## PROBLEM DETAILS
Write the lines below as a JSON list of strings, one string per line, skipping any blank lines. Leave the pictures out.

Point placement records
Start
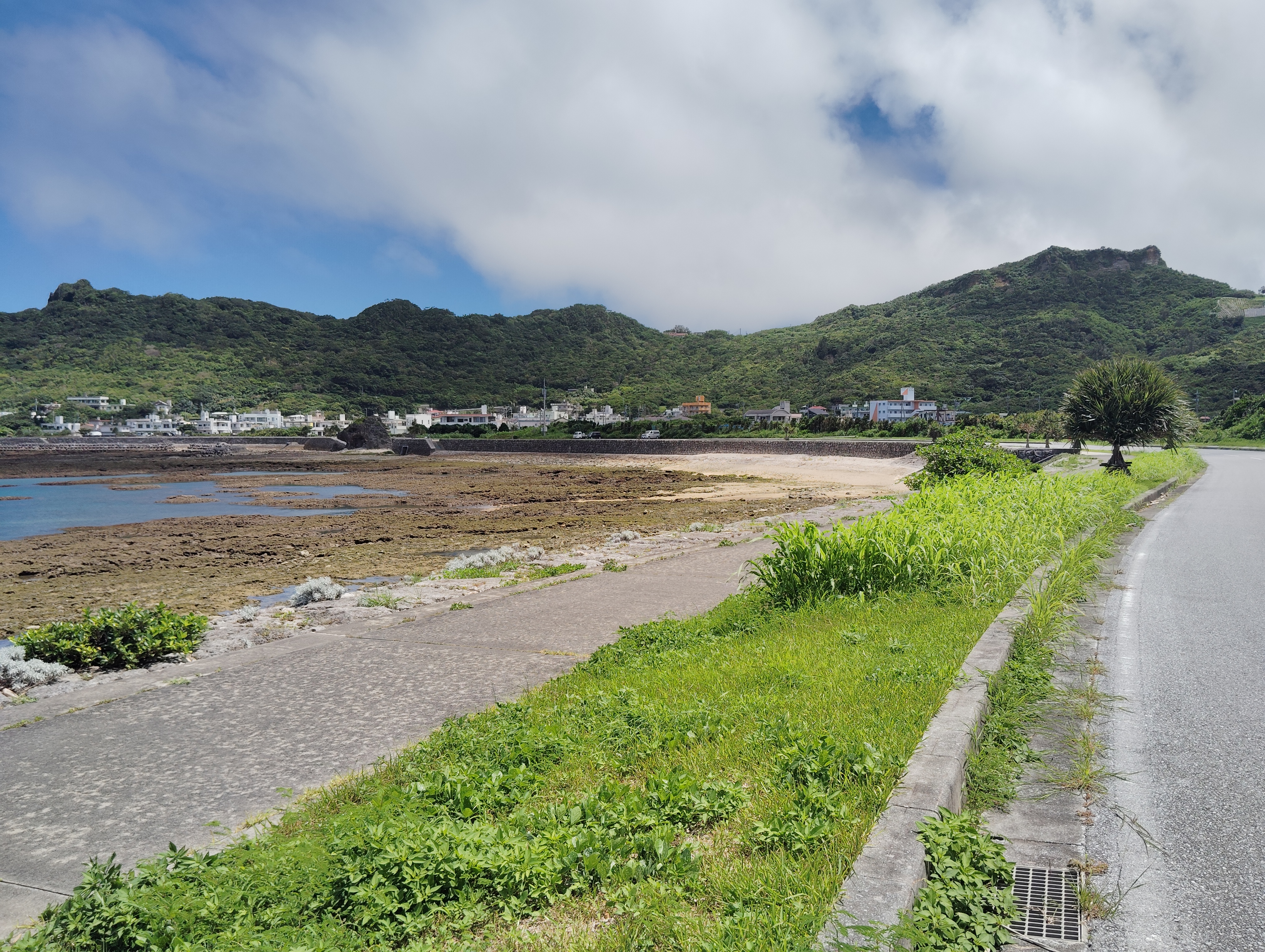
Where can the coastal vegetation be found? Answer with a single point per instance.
(703, 783)
(131, 637)
(1007, 339)
(1126, 403)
End
## REPLY TO THE EXERCISE
[
  "Where can the coastal vegetation be found? Answer with a single point per instance.",
  "(703, 783)",
  "(131, 637)",
  "(1007, 339)",
  "(1126, 403)"
]